=== Work instructions ===
Go to the line holding "In this picture, where can the knife be" in the data below and repeat it exactly, then each line after it up to and including the one holding "In this picture, where can the green". Omit pictures.

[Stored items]
· · · ·

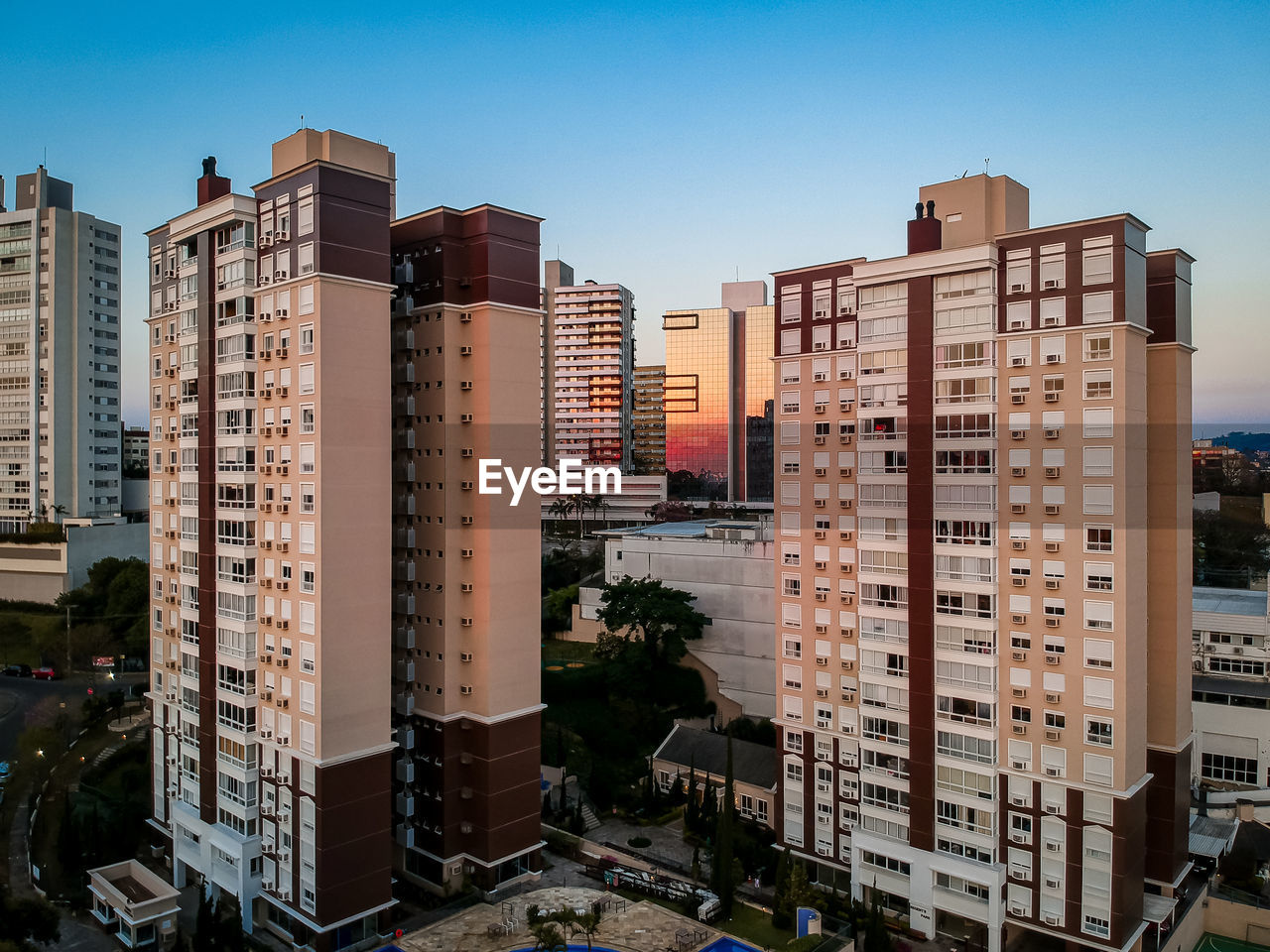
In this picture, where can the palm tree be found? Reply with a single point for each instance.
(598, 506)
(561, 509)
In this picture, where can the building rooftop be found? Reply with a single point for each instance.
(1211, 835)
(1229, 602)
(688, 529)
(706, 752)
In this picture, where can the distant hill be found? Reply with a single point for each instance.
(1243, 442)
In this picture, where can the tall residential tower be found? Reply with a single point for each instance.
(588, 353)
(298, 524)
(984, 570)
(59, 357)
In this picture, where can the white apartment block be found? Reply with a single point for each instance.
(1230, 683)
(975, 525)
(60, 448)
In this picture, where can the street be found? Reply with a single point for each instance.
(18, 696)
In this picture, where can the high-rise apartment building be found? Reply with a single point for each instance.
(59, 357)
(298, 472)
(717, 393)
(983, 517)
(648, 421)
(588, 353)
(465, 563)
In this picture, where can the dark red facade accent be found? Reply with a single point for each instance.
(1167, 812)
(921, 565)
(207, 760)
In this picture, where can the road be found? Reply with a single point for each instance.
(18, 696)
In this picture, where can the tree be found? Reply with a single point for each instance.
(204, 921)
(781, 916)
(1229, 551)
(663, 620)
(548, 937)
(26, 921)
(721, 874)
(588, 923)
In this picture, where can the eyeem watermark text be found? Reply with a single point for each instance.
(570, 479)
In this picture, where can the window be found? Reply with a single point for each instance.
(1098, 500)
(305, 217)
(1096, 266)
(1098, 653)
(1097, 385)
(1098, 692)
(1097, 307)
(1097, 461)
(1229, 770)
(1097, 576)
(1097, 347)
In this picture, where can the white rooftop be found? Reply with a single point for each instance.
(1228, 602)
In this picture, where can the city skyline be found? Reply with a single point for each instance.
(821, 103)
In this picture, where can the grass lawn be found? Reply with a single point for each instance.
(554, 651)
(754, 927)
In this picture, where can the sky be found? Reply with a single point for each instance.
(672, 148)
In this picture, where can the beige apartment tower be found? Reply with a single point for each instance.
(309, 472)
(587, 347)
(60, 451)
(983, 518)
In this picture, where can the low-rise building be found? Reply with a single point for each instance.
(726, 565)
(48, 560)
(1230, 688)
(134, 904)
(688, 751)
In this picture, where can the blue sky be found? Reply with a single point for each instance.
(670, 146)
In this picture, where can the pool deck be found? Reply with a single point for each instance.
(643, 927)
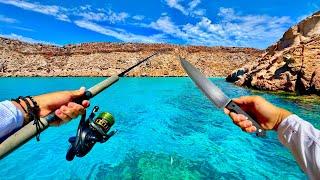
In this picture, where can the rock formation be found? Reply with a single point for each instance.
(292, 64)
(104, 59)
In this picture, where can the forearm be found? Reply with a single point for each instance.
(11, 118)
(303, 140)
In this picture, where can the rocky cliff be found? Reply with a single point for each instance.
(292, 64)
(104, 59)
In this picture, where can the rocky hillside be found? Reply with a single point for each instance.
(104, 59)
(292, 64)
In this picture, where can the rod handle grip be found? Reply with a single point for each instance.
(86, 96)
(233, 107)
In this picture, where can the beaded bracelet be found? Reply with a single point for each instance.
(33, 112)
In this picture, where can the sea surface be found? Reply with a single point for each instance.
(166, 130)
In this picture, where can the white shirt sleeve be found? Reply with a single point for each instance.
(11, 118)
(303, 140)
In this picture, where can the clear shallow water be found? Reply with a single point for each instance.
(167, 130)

· · · ·

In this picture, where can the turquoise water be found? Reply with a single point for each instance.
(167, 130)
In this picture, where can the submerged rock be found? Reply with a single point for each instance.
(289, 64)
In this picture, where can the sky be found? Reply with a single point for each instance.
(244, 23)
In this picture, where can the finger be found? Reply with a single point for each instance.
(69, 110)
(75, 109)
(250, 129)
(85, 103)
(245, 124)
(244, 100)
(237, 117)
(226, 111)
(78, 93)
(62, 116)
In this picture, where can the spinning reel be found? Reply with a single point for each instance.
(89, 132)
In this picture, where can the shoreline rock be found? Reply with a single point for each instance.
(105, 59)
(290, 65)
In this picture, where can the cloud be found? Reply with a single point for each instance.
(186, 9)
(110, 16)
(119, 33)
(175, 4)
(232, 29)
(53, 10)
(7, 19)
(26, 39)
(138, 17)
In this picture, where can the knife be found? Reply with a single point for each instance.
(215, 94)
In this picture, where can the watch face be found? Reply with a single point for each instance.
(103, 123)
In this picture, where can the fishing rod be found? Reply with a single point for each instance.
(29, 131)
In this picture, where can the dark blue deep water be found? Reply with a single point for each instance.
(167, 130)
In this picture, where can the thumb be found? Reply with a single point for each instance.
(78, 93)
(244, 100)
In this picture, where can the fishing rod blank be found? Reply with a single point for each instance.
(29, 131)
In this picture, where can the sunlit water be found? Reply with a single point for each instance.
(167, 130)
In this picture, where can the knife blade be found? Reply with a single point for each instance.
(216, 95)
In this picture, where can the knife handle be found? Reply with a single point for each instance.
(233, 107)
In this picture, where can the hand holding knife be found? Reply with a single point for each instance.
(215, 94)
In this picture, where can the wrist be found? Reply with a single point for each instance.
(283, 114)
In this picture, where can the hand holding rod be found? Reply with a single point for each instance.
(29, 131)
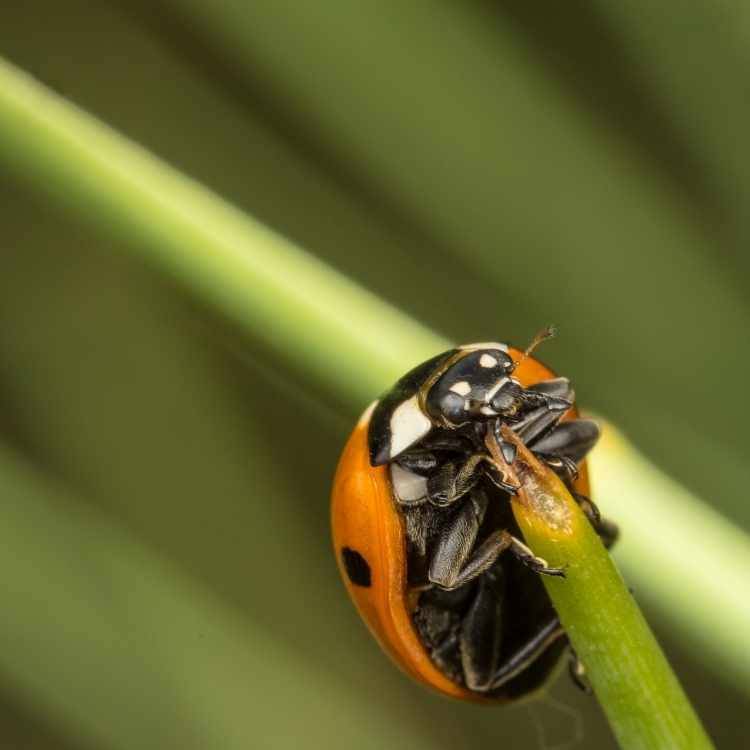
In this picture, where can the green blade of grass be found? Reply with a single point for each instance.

· · · ·

=== Solution for this exercise ===
In this picture, where can the knife be found? Reply with a single point for each instance.
(215, 94)
In this picture, where can the watch face be found? Reply with a single point for each instance.
(103, 123)
In this picture, where can the fishing rod be found? Reply with a single point for each instance.
(29, 131)
In this picture, where can the dark blue deep water be found? Reply with a single point for each instance.
(167, 130)
In this picture, where can the thumb be found? Reply with a single point for each instance.
(78, 93)
(244, 100)
In this picture, where can the fishing rod blank be found? Reply with a single point for each instance.
(29, 131)
In this picture, where can the sunlit water be found? Reply with a single point for each instance.
(167, 130)
In this picture, where can the knife blade be found? Reply with a single point for each instance.
(216, 95)
In this picture, where can the knife handle be found? Reply with a single point for each instance.
(233, 107)
In this picture, where can the hand holding knife be found? Reply with a single point for each instance.
(215, 94)
In this picture, where can the wrist be found? Reply with a single point for each instance.
(283, 114)
In this picture, where can the hand holding rod be found? Reply with a single point for each instance.
(29, 131)
In this picture, where can the green blade of grass be found? Reply with a single point for each instance.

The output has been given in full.